— DIRECTIONS —
Copy every line of the records below without changing a single character.

(Annotation data for object locations)
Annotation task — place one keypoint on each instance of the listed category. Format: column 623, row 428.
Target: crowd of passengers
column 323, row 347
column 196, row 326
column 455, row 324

— EXERCISE ANSWER —
Annotation task — place one keypoint on each instance of the listed category. Format: column 623, row 428.
Target: crowd of passengers
column 323, row 347
column 196, row 326
column 455, row 324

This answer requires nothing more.